**Work instructions**: Look through the records and copy each line that has "segment" in it.
=== Begin Enclosure ===
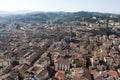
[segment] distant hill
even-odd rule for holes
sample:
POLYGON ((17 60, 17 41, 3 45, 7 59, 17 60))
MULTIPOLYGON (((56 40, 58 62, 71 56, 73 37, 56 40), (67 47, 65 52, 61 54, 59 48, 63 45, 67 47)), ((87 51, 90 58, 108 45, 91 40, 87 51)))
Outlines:
POLYGON ((36 11, 32 11, 32 10, 23 10, 23 11, 15 11, 15 12, 10 12, 10 11, 0 11, 0 16, 8 16, 8 15, 23 15, 23 14, 27 14, 27 13, 33 13, 36 11))
POLYGON ((15 21, 15 22, 40 22, 40 23, 57 23, 63 24, 65 22, 73 21, 91 21, 93 16, 105 18, 106 16, 113 15, 118 17, 118 14, 99 13, 99 12, 38 12, 38 11, 18 11, 18 12, 0 12, 0 21, 15 21))
POLYGON ((9 15, 9 12, 7 11, 0 11, 0 16, 6 16, 9 15))

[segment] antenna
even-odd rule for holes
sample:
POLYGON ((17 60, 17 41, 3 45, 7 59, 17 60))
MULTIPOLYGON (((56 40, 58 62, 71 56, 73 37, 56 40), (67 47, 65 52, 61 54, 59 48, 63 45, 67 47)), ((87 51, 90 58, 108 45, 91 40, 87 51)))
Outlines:
POLYGON ((57 26, 56 28, 57 40, 60 39, 60 28, 57 26))
POLYGON ((70 39, 72 38, 72 31, 73 31, 73 29, 72 29, 72 26, 70 27, 70 39))
POLYGON ((107 16, 106 19, 107 19, 107 20, 106 20, 106 28, 108 28, 108 25, 109 25, 109 16, 107 16))

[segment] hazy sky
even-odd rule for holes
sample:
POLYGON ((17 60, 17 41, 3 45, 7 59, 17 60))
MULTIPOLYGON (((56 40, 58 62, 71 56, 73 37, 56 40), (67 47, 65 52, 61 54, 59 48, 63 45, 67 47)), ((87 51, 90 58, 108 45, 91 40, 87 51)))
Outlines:
POLYGON ((0 0, 0 11, 19 10, 120 13, 120 0, 0 0))

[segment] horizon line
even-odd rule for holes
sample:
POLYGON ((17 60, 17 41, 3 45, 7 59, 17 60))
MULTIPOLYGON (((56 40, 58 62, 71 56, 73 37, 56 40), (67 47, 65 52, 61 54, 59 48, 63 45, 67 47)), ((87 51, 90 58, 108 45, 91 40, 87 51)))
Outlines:
POLYGON ((102 11, 86 11, 86 10, 80 10, 80 11, 40 11, 40 10, 16 10, 16 11, 7 11, 7 10, 0 10, 0 12, 8 12, 8 13, 15 13, 15 12, 23 12, 23 13, 32 13, 32 12, 68 12, 68 13, 74 13, 74 12, 96 12, 96 13, 107 13, 107 14, 119 14, 120 13, 114 13, 114 12, 102 12, 102 11), (26 11, 26 12, 23 12, 26 11))

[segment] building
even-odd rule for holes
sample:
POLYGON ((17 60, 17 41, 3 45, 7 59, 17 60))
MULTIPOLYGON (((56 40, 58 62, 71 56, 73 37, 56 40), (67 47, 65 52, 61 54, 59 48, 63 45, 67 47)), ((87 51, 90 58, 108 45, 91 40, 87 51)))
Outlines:
POLYGON ((71 63, 72 63, 71 60, 60 57, 56 62, 54 62, 55 70, 56 71, 61 70, 65 72, 69 71, 71 63))
POLYGON ((36 80, 47 80, 49 77, 49 74, 48 74, 48 70, 42 70, 42 71, 39 71, 36 75, 35 75, 35 79, 36 80))
POLYGON ((38 67, 38 68, 45 68, 47 69, 47 67, 50 65, 50 60, 48 57, 43 57, 40 58, 39 60, 37 60, 34 64, 34 67, 38 67))
POLYGON ((64 71, 57 71, 55 73, 55 78, 57 80, 65 80, 65 72, 64 71))
POLYGON ((27 64, 22 64, 18 67, 18 72, 22 78, 25 76, 25 72, 27 71, 28 68, 29 66, 27 64))
POLYGON ((92 77, 87 68, 80 67, 73 69, 72 80, 92 80, 92 77))
POLYGON ((32 63, 36 60, 36 58, 39 56, 38 53, 35 52, 28 52, 26 53, 21 59, 20 59, 20 63, 21 64, 28 64, 28 65, 32 65, 32 63))

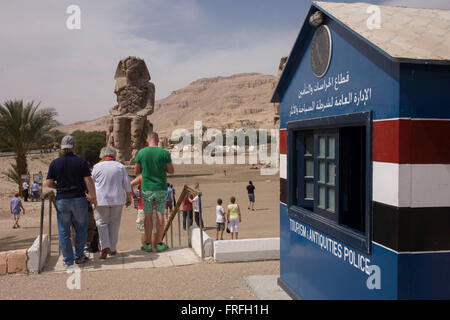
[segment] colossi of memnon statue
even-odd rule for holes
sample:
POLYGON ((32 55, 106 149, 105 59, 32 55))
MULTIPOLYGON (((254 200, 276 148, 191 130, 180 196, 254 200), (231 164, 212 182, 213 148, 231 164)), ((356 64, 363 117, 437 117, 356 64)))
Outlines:
POLYGON ((155 108, 155 85, 144 60, 136 57, 122 59, 114 79, 118 105, 109 110, 106 142, 117 150, 117 161, 133 164, 153 131, 147 116, 155 108))

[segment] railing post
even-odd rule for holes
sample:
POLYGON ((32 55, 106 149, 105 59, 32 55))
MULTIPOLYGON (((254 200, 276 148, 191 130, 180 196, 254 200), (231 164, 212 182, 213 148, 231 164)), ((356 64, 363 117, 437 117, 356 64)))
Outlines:
POLYGON ((204 248, 203 248, 203 217, 202 217, 202 196, 201 195, 198 195, 198 204, 199 204, 199 224, 200 224, 200 246, 201 246, 201 249, 202 249, 202 260, 203 260, 203 258, 204 258, 204 256, 205 256, 205 253, 204 253, 204 248))
POLYGON ((39 260, 38 260, 38 274, 41 273, 41 262, 42 262, 42 233, 44 229, 44 207, 45 199, 41 200, 41 223, 39 229, 39 260))
POLYGON ((48 199, 48 254, 52 254, 52 199, 48 199))
POLYGON ((178 216, 178 247, 181 247, 180 208, 177 209, 177 216, 178 216))
POLYGON ((170 223, 170 247, 173 248, 173 230, 172 230, 172 223, 170 223))
POLYGON ((188 242, 188 247, 191 246, 191 242, 189 241, 189 225, 190 225, 190 210, 189 210, 189 192, 186 192, 186 230, 187 230, 187 242, 188 242))

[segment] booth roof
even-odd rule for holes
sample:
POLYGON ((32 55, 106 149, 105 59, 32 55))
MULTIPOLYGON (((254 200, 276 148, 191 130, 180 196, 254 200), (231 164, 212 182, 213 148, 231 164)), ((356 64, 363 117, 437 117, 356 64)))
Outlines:
POLYGON ((314 5, 394 60, 450 61, 450 10, 378 6, 380 28, 370 29, 372 4, 314 1, 314 5))

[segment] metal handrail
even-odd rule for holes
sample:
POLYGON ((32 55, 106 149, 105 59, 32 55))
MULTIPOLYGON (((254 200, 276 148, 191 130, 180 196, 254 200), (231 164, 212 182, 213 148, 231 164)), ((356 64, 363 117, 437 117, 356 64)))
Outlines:
MULTIPOLYGON (((173 207, 172 212, 169 216, 169 219, 167 220, 166 226, 164 227, 164 231, 163 231, 163 239, 166 238, 166 243, 168 242, 167 240, 167 231, 169 230, 169 228, 171 229, 171 238, 172 238, 172 244, 173 244, 173 237, 172 237, 172 221, 175 218, 175 216, 178 214, 178 238, 179 238, 179 244, 181 246, 181 231, 180 231, 180 215, 179 215, 179 209, 181 204, 183 203, 183 199, 185 197, 189 197, 189 194, 192 193, 196 196, 199 196, 200 198, 200 214, 199 214, 199 219, 200 219, 200 242, 201 242, 201 257, 202 259, 204 258, 204 245, 203 245, 203 217, 202 217, 202 200, 201 200, 201 192, 198 190, 195 190, 191 187, 189 187, 188 185, 184 185, 183 187, 183 191, 180 193, 180 196, 178 197, 177 203, 176 205, 173 207)), ((187 234, 188 234, 188 246, 190 246, 190 239, 189 239, 189 225, 190 225, 190 210, 189 210, 189 205, 187 206, 187 217, 186 217, 186 230, 187 230, 187 234)), ((194 217, 192 217, 192 219, 194 219, 194 217)))
POLYGON ((42 267, 42 236, 44 231, 44 211, 45 211, 45 200, 48 199, 48 250, 47 250, 47 260, 48 256, 51 254, 51 245, 52 245, 52 204, 56 208, 56 197, 54 191, 48 191, 45 194, 40 196, 41 199, 41 221, 39 228, 39 265, 38 265, 38 274, 41 273, 42 267))

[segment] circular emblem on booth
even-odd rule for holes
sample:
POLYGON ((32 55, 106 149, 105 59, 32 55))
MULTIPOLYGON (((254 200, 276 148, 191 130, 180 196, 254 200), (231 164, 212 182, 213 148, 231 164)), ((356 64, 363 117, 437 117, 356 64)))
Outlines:
POLYGON ((317 28, 311 43, 311 66, 316 77, 322 78, 331 62, 331 31, 325 25, 317 28))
=== End Enclosure ===
**Solution to the exercise**:
[segment] distant hill
[segment] antenna
[segment] hazy sky
[segment] horizon line
[segment] building
[segment] colossi of memnon statue
[segment] railing post
[segment] booth roof
[segment] metal handrail
[segment] circular emblem on booth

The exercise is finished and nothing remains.